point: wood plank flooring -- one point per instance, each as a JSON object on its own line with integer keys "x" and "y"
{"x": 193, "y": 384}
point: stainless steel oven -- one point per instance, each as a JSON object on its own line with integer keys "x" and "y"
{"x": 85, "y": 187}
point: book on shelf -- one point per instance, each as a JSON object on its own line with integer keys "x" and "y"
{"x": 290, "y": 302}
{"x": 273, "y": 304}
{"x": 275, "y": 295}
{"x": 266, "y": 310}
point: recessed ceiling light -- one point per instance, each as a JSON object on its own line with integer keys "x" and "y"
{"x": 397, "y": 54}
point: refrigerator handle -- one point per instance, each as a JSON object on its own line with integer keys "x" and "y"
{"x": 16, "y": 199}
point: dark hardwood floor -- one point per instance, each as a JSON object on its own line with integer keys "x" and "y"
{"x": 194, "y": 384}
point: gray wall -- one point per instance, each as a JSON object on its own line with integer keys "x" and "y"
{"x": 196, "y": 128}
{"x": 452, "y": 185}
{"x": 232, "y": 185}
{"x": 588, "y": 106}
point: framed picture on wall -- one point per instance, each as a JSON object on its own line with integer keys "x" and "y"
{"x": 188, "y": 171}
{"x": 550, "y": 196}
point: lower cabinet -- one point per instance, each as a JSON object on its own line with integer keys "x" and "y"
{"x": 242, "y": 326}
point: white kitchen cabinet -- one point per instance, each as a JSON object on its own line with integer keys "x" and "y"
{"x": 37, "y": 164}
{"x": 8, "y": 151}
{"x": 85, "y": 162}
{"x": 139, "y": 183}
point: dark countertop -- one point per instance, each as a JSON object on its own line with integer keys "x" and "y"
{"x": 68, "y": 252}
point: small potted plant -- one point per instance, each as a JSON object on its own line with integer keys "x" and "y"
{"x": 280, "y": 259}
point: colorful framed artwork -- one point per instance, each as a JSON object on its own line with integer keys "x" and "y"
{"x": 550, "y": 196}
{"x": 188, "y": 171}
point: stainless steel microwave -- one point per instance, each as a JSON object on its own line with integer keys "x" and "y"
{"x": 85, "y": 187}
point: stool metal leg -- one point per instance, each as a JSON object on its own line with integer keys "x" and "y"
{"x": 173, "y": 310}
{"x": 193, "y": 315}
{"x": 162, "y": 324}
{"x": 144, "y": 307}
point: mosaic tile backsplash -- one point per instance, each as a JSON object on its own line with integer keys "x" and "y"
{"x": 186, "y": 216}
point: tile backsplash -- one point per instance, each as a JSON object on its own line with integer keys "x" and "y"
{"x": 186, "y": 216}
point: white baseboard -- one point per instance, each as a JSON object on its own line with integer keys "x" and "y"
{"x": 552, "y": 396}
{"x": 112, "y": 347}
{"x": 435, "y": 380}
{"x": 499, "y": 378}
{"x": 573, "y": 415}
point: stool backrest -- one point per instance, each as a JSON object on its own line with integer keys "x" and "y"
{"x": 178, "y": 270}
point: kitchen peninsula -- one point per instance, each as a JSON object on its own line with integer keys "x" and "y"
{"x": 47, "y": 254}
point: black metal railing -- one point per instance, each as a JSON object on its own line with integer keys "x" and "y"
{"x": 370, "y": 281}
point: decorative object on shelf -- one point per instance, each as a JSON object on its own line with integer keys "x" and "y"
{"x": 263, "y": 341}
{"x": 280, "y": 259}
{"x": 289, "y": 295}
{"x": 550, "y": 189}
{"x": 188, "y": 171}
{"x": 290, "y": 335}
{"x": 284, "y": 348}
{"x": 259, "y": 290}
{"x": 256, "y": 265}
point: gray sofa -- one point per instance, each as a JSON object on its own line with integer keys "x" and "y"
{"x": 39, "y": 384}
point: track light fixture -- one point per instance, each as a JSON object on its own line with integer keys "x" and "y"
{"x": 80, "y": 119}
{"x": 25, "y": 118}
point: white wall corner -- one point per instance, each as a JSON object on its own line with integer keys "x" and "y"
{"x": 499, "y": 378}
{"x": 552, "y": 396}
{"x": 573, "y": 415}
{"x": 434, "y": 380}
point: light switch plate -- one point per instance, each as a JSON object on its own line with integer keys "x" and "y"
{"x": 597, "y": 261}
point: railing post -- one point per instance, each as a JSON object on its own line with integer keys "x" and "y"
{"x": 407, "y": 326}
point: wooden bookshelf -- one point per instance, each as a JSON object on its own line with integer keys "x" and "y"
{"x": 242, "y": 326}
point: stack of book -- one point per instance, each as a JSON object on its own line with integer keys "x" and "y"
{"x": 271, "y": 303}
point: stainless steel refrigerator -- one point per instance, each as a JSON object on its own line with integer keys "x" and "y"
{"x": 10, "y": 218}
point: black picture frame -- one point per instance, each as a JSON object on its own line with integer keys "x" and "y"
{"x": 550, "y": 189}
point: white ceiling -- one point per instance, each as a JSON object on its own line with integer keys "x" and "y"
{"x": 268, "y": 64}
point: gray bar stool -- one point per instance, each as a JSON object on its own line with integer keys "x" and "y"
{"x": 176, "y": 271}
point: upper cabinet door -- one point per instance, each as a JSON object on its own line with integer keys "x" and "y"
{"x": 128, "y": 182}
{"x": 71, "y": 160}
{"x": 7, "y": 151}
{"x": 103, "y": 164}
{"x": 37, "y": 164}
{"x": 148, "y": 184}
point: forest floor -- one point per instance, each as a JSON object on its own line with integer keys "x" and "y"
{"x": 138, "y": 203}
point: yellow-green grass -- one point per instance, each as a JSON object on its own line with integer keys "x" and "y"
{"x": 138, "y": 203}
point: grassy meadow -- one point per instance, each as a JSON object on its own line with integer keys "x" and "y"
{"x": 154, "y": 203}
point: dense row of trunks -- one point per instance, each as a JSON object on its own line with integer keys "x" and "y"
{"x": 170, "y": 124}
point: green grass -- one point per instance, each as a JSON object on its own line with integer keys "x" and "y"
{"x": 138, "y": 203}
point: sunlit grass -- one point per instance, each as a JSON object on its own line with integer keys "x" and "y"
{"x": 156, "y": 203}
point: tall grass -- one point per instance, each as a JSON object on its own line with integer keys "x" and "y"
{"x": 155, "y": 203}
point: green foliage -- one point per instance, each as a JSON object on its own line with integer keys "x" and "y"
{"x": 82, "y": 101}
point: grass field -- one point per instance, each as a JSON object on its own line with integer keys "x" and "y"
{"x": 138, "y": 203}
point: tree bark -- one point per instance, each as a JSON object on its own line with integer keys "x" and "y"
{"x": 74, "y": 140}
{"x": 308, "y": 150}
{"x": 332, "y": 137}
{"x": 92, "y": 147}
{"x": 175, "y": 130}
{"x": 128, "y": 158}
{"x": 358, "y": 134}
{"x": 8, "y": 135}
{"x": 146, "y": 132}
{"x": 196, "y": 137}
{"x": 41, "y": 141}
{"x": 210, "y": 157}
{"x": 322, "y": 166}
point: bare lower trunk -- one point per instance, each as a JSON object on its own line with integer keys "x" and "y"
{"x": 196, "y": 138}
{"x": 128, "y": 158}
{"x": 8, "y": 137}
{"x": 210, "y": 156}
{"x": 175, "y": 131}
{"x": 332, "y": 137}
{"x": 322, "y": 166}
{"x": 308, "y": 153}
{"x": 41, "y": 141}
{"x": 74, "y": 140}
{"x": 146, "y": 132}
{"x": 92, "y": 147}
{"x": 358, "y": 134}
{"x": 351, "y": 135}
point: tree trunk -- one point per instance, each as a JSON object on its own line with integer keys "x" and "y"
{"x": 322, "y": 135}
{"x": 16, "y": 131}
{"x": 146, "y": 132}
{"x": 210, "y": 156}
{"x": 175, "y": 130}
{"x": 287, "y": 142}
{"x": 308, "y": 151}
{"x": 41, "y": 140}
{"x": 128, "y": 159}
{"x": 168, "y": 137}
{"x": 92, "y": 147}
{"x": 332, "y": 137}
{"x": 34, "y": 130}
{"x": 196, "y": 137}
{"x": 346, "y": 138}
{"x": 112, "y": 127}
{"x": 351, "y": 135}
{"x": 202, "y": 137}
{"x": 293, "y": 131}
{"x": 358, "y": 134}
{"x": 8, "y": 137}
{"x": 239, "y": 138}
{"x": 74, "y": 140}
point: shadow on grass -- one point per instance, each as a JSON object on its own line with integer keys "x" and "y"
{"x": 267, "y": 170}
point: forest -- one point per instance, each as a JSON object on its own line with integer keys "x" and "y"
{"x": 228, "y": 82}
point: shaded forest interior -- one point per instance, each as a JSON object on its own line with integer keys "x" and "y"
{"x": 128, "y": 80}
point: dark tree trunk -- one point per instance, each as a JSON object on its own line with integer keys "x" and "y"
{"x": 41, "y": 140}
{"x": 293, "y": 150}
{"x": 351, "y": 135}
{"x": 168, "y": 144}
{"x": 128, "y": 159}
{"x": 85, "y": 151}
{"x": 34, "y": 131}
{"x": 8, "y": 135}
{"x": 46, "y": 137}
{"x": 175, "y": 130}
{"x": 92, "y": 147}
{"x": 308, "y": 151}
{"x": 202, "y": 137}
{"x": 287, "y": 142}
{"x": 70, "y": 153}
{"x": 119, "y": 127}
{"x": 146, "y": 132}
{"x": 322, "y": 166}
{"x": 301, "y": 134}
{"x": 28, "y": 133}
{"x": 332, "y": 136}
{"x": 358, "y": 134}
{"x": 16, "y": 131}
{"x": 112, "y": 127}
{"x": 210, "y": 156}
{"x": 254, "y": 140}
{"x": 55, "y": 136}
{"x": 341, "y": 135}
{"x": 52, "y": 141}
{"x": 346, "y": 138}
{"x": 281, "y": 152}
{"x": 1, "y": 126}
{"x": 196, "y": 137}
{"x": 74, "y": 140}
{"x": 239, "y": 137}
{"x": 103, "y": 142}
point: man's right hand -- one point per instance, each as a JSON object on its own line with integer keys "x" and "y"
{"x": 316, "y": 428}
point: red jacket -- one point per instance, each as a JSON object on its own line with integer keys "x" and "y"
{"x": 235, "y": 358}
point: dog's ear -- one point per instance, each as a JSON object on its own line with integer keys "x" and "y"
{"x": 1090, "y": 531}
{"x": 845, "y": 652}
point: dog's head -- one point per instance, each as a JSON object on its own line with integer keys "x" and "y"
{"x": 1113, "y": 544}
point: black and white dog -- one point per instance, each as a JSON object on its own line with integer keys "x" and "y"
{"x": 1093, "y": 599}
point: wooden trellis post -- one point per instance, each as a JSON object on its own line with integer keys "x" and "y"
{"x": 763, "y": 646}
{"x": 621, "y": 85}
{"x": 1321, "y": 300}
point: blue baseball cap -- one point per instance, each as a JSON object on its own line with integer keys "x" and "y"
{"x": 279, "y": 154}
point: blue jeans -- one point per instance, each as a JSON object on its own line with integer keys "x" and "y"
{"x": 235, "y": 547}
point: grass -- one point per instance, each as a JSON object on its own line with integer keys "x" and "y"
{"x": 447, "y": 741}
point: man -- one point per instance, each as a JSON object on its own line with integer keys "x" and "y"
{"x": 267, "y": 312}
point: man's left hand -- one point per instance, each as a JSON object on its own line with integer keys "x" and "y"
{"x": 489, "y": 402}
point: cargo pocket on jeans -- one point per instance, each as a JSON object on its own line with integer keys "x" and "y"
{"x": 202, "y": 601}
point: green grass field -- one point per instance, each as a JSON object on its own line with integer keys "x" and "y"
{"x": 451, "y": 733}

□ □ □ □ □ □ □

■ What to work on
Scale the x and y coordinates in the answers by 0.8, rounding each result to a whole number with halves going up. Write out every line from the one containing "point: blue jeans" up to and including the last line of the records, with the requests left unchanged.

■ Task result
point: blue jeans -- one point per instance, each as a JSON object on its own line with integer keys "x" and "y"
{"x": 188, "y": 438}
point: grass -- one point per instance, each as a JSON object on its own line with integer keys "x" and "y"
{"x": 358, "y": 593}
point: man -- one point per instance, each as a JSON object on its own line with integer keys "x" and "y"
{"x": 214, "y": 250}
point: man's left hand -- one point per instance, each as a JSON object on its own line with integer keys "x" and "y"
{"x": 391, "y": 322}
point: cargo pocket on jeans -- one point per instance, each as a JSON object on its own line with integer keys "x" and "y"
{"x": 162, "y": 481}
point: green grass field -- one point per instance, each as a JSON object on its own line with integer keys "x" and "y"
{"x": 361, "y": 586}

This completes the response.